## 課題一覧
[a] 本文によると、元同僚がペルーの大学に移ったのは何年ほど前ですか?
[b] 次の記述(i)〜(iii)は本文の内容と合っていますか?それぞれ「はい」か「いいえ」で答え、決め手となる本文の語句をそのまま引用してください。
(i) 筆者は元同僚の奥さんに直接会ったことがある。
(ii) 元同僚はスタヴァンゲル出身である。
(iii) 筆者は元同僚とプラハの学会で再会した。
[c] 本文の「食器洗浄機 対 メイド」から「ったようです)に馴染めなかったようです。」まで(両端を含む)を、「プラハ」を「ベルリン」に変えて書き直してください。

## 本文
....
2012/09/22

食器洗浄機 対 メイド

先日プラハの学会で、久しぶりに元同僚のノルウェー人男性に会いました。彼は私たちがスタヴァンゲルに引っ越した時はまだ同じ大学で働いていたのですが、3年ほど前に南米、ペルーの大学に移ったのです。彼の奥さんはペルー人で、彼らは当時2歳の息子さんともどもスタヴァンゲルで暮らしていたのですが、どうやら奥さんがノルウェーでの生活に耐えられなくなったようです。それで、奥さんの実家の近くの大学に職を見つけてそちらに移ったのです。

私は奥さんに直接会ったことがないので、詳しい事情はよくわからないのですが、その同僚はスタヴァンゲル出身。地元嗜好が強いスタヴァンゲル人の彼が遠い南米に移るほどとは、それなりに切迫した状態であったのではないかと想像します。周りの人から色々事情をきくと、奥さんがスタヴァンゲル、ひいてはノルウェーに馴染めなかった理由のひとつは、メイドやナニーが雇えなかったことにもあったようです。どうやら南米ではメイドやナニーを雇うのはわりと一般的であるようで、専業主婦であっても外で働いていても、家庭における女性の役割のひとつは、それらの使用人のマネージメントであるようです。そのような環境で育った彼女は、掃除も洗濯も食事の支度も子供の世話も自分ひとりでしなければならない生活(旦那さんはフルタイムで働いているので、それらは一応は専業主婦であった奥さんの担当であったようです)に馴染めなかったようです。
....
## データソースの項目

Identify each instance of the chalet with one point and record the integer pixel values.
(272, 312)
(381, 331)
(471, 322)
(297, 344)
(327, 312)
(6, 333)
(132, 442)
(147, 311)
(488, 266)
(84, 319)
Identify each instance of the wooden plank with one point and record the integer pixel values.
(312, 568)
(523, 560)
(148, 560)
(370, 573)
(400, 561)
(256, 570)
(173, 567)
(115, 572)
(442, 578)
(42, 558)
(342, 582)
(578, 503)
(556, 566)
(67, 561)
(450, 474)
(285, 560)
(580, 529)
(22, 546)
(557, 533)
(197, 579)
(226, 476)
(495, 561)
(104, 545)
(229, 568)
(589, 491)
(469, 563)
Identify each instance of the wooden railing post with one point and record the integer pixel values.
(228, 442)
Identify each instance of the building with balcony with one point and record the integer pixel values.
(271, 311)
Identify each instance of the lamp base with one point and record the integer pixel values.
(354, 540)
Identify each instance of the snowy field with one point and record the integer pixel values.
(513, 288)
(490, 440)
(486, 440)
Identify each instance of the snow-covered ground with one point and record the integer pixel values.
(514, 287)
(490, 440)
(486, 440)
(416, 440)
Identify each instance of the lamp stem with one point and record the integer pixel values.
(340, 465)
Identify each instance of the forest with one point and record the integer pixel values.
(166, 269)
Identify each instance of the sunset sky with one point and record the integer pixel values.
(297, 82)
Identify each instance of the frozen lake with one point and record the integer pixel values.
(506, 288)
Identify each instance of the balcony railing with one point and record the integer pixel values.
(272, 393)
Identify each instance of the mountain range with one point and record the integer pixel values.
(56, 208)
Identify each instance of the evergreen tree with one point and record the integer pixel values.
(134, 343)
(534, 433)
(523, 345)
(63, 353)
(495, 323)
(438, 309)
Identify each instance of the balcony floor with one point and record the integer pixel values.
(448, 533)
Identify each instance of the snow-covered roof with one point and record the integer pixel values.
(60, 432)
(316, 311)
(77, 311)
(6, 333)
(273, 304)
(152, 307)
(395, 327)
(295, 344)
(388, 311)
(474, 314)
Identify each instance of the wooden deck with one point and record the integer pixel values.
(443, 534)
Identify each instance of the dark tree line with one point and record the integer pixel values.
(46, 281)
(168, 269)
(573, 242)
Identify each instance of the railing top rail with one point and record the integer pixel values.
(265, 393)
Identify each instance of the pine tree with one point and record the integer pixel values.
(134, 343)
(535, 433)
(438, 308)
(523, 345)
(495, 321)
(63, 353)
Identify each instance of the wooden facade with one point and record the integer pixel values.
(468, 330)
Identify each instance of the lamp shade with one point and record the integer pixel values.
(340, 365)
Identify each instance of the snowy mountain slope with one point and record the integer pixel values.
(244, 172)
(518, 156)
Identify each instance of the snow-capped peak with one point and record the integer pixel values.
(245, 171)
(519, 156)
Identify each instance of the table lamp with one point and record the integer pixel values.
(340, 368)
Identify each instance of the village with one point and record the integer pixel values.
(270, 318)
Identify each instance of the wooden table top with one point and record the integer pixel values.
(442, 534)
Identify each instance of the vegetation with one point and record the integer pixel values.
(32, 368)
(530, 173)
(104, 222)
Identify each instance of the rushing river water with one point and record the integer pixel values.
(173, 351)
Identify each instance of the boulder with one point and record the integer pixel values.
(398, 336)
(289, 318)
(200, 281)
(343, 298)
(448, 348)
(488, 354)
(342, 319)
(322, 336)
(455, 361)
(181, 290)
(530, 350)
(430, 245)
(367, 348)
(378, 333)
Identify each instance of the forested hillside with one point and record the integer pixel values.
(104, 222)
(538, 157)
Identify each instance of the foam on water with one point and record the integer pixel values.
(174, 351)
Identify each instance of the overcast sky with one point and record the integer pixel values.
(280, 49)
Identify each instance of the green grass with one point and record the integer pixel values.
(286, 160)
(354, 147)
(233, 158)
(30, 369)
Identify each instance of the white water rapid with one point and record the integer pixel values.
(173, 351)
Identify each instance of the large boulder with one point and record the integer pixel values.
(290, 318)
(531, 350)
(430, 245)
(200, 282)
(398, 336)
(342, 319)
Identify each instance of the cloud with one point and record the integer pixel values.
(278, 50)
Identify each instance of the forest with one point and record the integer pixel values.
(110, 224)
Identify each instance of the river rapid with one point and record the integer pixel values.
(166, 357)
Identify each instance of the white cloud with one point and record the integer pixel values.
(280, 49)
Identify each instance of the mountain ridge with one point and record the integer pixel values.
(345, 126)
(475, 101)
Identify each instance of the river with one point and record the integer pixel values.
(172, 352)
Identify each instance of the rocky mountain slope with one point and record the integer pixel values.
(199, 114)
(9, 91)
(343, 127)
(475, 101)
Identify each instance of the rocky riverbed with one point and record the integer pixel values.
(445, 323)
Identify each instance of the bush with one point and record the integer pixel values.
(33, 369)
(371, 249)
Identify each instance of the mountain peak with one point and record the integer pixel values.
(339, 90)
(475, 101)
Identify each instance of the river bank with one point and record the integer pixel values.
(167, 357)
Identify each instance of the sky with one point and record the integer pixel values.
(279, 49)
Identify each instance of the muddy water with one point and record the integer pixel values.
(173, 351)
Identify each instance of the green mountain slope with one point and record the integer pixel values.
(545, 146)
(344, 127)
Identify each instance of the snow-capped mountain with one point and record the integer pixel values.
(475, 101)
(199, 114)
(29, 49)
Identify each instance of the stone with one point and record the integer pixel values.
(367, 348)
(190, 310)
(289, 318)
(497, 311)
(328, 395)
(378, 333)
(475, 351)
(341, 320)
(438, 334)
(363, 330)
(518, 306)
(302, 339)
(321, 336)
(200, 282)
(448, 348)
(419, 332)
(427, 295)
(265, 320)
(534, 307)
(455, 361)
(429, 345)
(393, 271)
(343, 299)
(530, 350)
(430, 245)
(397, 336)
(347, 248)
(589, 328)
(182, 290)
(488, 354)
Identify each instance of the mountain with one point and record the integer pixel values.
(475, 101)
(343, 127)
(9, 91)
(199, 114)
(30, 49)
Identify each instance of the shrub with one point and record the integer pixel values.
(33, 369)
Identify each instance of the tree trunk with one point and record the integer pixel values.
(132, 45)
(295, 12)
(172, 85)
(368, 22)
....
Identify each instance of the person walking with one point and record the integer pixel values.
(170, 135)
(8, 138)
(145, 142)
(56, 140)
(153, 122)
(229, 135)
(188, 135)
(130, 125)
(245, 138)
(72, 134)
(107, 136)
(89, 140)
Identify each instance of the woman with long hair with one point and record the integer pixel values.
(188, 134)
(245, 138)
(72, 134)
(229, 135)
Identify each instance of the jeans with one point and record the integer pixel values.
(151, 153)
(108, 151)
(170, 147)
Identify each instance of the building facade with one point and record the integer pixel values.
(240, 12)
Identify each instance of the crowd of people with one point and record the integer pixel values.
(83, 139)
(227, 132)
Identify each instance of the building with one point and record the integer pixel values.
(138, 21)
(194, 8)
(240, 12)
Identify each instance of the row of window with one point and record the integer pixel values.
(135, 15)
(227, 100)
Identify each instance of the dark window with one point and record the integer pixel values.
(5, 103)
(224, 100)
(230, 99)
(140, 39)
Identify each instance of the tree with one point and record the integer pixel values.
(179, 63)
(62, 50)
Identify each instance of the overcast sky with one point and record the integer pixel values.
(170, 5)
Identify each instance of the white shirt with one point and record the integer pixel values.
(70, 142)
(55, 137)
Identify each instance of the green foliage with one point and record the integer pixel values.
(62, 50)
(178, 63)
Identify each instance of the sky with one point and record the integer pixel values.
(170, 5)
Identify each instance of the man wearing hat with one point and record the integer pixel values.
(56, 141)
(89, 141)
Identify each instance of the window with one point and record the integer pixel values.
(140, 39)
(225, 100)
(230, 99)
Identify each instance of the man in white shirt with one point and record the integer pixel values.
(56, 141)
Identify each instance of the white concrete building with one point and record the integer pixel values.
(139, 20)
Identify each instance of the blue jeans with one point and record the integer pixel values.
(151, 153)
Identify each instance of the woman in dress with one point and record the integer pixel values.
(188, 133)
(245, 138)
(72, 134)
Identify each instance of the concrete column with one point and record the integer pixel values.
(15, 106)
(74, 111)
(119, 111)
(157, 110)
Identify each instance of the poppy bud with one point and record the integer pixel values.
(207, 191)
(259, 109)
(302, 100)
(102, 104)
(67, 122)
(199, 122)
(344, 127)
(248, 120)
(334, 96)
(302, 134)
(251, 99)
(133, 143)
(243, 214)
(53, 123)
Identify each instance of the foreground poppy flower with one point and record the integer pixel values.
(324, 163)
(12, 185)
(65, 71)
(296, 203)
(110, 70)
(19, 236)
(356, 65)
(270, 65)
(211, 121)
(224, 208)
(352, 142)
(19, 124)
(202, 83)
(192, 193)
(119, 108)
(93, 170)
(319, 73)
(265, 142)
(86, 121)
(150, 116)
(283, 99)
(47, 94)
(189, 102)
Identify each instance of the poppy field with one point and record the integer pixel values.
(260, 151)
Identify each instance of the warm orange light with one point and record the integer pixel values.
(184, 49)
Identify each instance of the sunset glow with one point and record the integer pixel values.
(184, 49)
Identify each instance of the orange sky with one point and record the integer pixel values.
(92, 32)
....
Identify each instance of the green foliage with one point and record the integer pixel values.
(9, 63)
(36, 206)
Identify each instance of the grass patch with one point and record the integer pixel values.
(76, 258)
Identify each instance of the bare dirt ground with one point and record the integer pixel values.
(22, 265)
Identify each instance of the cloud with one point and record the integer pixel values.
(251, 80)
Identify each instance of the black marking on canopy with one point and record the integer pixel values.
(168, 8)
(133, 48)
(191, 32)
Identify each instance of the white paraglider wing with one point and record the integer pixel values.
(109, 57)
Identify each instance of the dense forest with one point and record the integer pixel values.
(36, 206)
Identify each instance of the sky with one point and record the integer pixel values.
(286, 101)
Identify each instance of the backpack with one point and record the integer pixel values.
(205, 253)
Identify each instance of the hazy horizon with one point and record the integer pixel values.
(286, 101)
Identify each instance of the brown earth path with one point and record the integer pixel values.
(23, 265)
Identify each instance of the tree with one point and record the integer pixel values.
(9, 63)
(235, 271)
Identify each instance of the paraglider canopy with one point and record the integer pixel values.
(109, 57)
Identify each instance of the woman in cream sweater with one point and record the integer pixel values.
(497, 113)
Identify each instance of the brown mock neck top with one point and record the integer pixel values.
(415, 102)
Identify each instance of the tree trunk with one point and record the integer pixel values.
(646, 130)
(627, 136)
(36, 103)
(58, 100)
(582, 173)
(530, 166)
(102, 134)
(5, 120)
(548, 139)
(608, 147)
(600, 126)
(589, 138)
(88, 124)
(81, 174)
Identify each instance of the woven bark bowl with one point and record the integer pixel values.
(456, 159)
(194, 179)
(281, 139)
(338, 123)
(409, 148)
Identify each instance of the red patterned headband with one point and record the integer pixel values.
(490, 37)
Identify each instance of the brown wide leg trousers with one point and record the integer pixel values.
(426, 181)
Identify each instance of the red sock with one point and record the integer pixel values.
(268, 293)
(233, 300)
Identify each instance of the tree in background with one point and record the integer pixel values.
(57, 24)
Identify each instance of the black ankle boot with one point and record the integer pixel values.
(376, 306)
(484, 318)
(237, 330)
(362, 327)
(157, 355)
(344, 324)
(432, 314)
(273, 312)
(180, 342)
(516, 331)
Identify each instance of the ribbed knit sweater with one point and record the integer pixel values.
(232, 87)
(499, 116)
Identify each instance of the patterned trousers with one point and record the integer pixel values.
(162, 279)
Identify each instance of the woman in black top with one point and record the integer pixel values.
....
## 解答一覧
[a] 3年ほど前です。

[b]
(i) いいえ:「私は奥さんに直接会ったことがないので」
(ii) はい:「その同僚はスタヴァンゲル出身」
(iii) はい:「先日プラハの学会で、久しぶりに元同僚のノルウェー人男性に会いました」

[c]
食器洗浄機 対 メイド

先日ベルリンの学会で、久しぶりに元同僚のノルウェー人男性に会いました。彼は私たちがスタヴァンゲルに引っ越した時はまだ同じ大学で働いていたのですが、3年ほど前に南米、ペルーの大学に移ったのです。彼の奥さんはペルー人で、彼らは当時2歳の息子さんともどもスタヴァンゲルで暮らしていたのですが、どうやら奥さんがノルウェーでの生活に耐えられなくなったようです。それで、奥さんの実家の近くの大学に職を見つけてそちらに移ったのです。

私は奥さんに直接会ったことがないので、詳しい事情はよくわからないのですが、その同僚はスタヴァンゲル出身。地元嗜好が強いスタヴァンゲル人の彼が遠い南米に移るほどとは、それなりに切迫した状態であったのではないかと想像します。周りの人から色々事情をきくと、奥さんがスタヴァンゲル、ひいてはノルウェーに馴染めなかった理由のひとつは、メイドやナニーが雇えなかったことにもあったようです。どうやら南米ではメイドやナニーを雇うのはわりと一般的であるようで、専業主婦であっても外で働いていても、家庭における女性の役割のひとつは、それらの使用人のマネージメントであるようです。そのような環境で育った彼女は、掃除も洗濯も食事の支度も子供の世話も自分ひとりでしなければならない生活(旦那さんはフルタイムで働いているので、それらは一応は専業主婦であった奥さんの担当であったようです)に馴染めなかったようです。